▸ **EXERCISE REQUIREMENTS**
1. In the excerpt on birthday reminders and Facebook, why did users in Pennington's study keep deceased friends on their lists? Answer in one to three sentences.
2. Carry on the blog excerpt about birthday books and Facebook birthday reminders, starting after its final line.

While I have reflected on some of the ways that birthday reminders were, in fact, more complex in the late nineteenth and early twentieth centuries, one way in which they were relatively similar to Facebook is in their use as memorials to deceased family members or friends. In her study of dealing with grief on Facebook, Pennington (2013) found that users deliberately chose not to delete friends if they had passed away. Many said that they liked receiving a yearly reminder on the deceased’s birthday because it prompted them to think about the person, visit his/her page to leave a message and, in doing so, renegotiate and understand their bond. Equally, Edwardian birthday book owners did not delete names once a family member or friend had died, suggesting that they left their name inscribed for similar reasons. This is attested to by messages added alongside the name in some copies (“I still miss you, dear sweet mother”) or tallies showing how many years have passed since the death. These practices show that people have always dealt with grief in similar ways, perhaps being the one thing that we all have no control over and cannot change.

Framing Facebook birthday notifications in this historical backdrop reveals a continuity between past and present practices of remembering events, constructing and maintaining interpersonal relationships and managing face needs. However, it also uncovers that, despite being a simpler technology, the birthday book had many capabilities unavailable to users of social media and, in many ways, offered richer opportunities for customisation, personalisation, co-creation and the rituals of friendship. These are themes that I will pick up time and time again throughout this blog series.

References:

Birkerts, S. 1998. Some Thoughts on Rereading, In: Galef, D. ed. Second Thoughts: A Focus on Rereading, Wayne State University Press, pp. 340-44.

Bryant, E. and Marmo, J. 2009. Relational Maintenance Strategies on Facebook, Kentucky Journal Of Communication, 28(2), 129-50.

▸ **ENTRIES SUPPLIED**
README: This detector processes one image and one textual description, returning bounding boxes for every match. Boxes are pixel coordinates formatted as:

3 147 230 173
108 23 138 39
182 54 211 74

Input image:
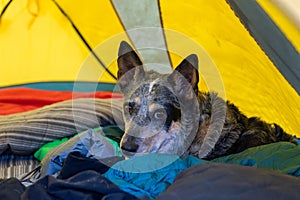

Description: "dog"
117 41 296 160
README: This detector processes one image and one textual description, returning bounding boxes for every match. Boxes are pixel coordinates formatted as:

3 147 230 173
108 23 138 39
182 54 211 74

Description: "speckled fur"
118 42 295 160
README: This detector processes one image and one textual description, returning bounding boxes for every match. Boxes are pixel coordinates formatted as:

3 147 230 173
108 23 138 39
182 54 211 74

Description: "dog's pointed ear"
169 54 199 97
118 41 145 93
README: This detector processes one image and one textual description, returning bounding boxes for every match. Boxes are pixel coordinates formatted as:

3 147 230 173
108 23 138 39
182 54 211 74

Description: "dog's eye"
124 102 134 115
153 109 166 120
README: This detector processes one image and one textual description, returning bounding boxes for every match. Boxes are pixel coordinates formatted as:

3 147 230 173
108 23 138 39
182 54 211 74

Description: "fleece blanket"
42 131 300 199
0 88 122 115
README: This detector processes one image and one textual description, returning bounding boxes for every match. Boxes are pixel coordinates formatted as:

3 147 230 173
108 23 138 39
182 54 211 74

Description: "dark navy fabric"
21 170 137 200
157 163 300 200
58 151 123 179
0 178 25 200
104 154 206 199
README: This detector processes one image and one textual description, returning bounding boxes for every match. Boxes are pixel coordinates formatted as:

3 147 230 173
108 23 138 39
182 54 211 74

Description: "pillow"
0 98 124 155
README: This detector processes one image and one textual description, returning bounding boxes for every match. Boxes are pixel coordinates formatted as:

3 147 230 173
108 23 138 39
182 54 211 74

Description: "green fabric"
212 142 300 177
34 138 69 161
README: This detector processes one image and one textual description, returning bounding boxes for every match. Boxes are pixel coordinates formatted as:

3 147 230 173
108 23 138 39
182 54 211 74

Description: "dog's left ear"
169 54 199 97
118 41 145 93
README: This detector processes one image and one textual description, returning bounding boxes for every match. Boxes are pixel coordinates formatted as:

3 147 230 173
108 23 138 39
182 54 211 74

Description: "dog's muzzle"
120 135 139 156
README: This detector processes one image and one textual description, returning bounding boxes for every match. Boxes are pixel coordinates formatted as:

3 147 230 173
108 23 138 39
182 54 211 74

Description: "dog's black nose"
121 141 139 153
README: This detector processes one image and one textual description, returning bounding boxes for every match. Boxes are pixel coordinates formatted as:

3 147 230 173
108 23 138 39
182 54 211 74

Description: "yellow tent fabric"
0 0 300 136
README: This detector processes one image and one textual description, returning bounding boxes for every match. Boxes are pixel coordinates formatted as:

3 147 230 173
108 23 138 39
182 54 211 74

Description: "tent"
0 0 300 199
0 0 300 136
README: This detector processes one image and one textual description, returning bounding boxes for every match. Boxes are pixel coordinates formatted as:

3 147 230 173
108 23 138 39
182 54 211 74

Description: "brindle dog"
118 42 296 160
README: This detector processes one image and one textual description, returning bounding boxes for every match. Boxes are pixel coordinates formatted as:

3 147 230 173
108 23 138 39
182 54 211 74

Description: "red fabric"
0 88 123 115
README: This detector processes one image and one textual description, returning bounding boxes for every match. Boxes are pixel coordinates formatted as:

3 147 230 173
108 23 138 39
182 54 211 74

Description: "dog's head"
118 42 199 157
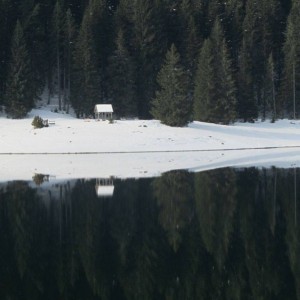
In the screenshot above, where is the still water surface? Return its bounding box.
[0,168,300,300]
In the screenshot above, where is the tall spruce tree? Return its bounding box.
[194,39,215,122]
[71,7,101,117]
[194,19,236,124]
[109,30,137,116]
[262,54,277,122]
[51,0,64,110]
[5,21,35,118]
[281,0,300,118]
[63,9,76,112]
[151,44,190,126]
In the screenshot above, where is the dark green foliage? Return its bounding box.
[0,0,300,123]
[5,21,35,118]
[71,7,101,117]
[151,44,190,126]
[194,20,236,124]
[108,30,137,117]
[281,1,300,118]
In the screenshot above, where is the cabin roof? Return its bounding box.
[96,185,114,197]
[95,104,114,113]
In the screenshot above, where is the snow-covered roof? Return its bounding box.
[96,185,114,197]
[95,104,114,113]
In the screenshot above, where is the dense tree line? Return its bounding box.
[0,168,300,300]
[0,0,300,126]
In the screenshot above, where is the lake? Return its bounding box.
[0,168,300,300]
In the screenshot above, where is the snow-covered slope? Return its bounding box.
[0,105,300,181]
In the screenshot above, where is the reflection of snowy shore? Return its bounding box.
[0,149,300,182]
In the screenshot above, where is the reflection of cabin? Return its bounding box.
[94,104,114,120]
[95,178,115,197]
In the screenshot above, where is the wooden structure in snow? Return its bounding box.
[95,178,115,197]
[94,104,114,120]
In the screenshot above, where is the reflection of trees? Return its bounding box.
[195,169,236,269]
[153,171,192,252]
[0,168,300,300]
[278,168,300,299]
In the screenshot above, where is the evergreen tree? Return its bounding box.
[133,0,158,118]
[109,30,137,116]
[63,9,76,112]
[151,44,190,126]
[71,7,101,117]
[52,0,64,110]
[263,54,277,122]
[194,39,215,122]
[24,4,48,96]
[194,20,236,124]
[281,0,300,118]
[5,21,35,118]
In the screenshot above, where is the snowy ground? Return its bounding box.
[0,104,300,181]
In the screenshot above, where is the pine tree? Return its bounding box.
[71,7,101,117]
[281,0,300,118]
[263,54,277,122]
[194,20,236,124]
[109,30,137,116]
[194,39,215,122]
[52,0,64,110]
[5,21,35,118]
[151,44,190,126]
[24,4,48,96]
[133,0,158,118]
[63,9,76,111]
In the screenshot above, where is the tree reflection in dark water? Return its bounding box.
[0,168,300,300]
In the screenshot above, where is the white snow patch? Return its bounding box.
[0,106,300,181]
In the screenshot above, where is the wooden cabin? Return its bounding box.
[94,104,114,121]
[95,178,114,197]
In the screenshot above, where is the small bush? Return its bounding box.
[31,116,45,128]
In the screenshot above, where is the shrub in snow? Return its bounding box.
[31,116,45,128]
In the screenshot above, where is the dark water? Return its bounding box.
[0,168,300,300]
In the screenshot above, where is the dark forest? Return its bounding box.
[0,0,300,126]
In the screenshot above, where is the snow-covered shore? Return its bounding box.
[0,109,300,181]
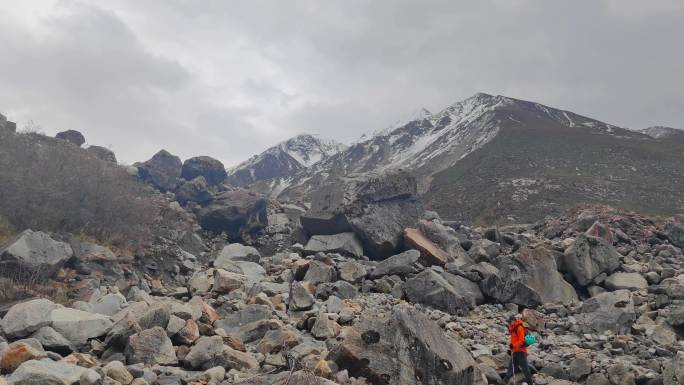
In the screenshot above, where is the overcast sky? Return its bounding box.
[0,0,684,166]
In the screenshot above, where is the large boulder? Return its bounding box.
[300,172,423,259]
[563,234,620,286]
[214,243,261,266]
[0,338,47,373]
[328,305,483,385]
[0,230,74,278]
[480,247,578,307]
[125,326,178,365]
[603,272,648,290]
[135,150,183,192]
[55,130,85,147]
[50,307,112,346]
[402,269,484,314]
[86,146,116,163]
[404,228,453,266]
[663,351,684,385]
[304,233,363,258]
[418,220,472,266]
[181,156,228,185]
[369,250,420,278]
[7,359,88,385]
[31,326,76,354]
[69,237,124,279]
[0,298,60,339]
[665,215,684,248]
[176,176,213,205]
[198,189,268,238]
[575,290,636,334]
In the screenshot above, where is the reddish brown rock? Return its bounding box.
[0,340,47,373]
[585,221,615,245]
[175,319,200,345]
[404,228,449,266]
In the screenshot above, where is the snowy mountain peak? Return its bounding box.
[639,126,684,139]
[228,134,347,186]
[276,134,347,167]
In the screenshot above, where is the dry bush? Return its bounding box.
[0,269,67,303]
[0,133,161,248]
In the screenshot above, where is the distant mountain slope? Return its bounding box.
[275,93,632,198]
[231,93,684,223]
[425,106,684,223]
[228,134,346,186]
[639,126,684,140]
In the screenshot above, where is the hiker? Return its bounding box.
[504,314,534,385]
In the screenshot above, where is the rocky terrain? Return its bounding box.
[639,126,684,140]
[0,102,684,385]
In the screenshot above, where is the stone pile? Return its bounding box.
[0,204,684,385]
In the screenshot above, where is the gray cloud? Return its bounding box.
[0,0,684,165]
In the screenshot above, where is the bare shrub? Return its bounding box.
[0,269,67,303]
[0,133,161,247]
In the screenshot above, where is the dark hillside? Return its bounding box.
[426,111,684,223]
[0,132,166,246]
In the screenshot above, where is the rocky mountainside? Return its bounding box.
[0,102,684,385]
[270,94,684,223]
[639,126,684,140]
[0,198,684,385]
[228,134,346,186]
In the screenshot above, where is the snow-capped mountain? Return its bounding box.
[231,93,684,224]
[228,134,347,186]
[277,93,639,196]
[639,126,684,139]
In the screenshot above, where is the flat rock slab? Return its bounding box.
[304,233,363,258]
[7,359,87,385]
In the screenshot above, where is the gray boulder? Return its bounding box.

▸ **ANSWERS TO THE EXERCISES**
1. They liked getting a yearly reminder on the person's birthday. The reminder prompted them to think about the person and to visit the person's page to leave a message. In doing so, they renegotiated and understood their bond.

2.
Bucher, T, 2013. The friendship assemblage: Investigating programmed sociality on Facebook, Television & New Media, 14(6), pp. 479-93.

Cooke, M. 1896. Social Life: Or, the Manners and Customs of Polite Society, The Matthews-Northrup Co.

Pennington, N. 2013. You Don't De-Friend the Dead: An Analysis of Grief Communication by College Students Through Facebook Profiles, Death Studies, 37(7), pp. 617-35.

Plakins Thornton, T. 1996. Handwriting in America: A Cultural History, New Haven: Yale University Press.

Viswanath, B., Mislove, A., Cha, M. and Gummadi, K. 2009. On the Evolution of User Interaction in Facebook, Conference: Proceedings of the 2nd ACM Workshop on Online Social Networks, WOSN 2009, Barcelona, Spain, August 17, 2009

West, L. and Trester, A. 2013. Facework on Facebook: Conversations on social media, In: Tannen, D. Tannen and Trester, A. (eds.), Discourse 2.0.: Language and new media, Georgetown University Press, pp. 133-54.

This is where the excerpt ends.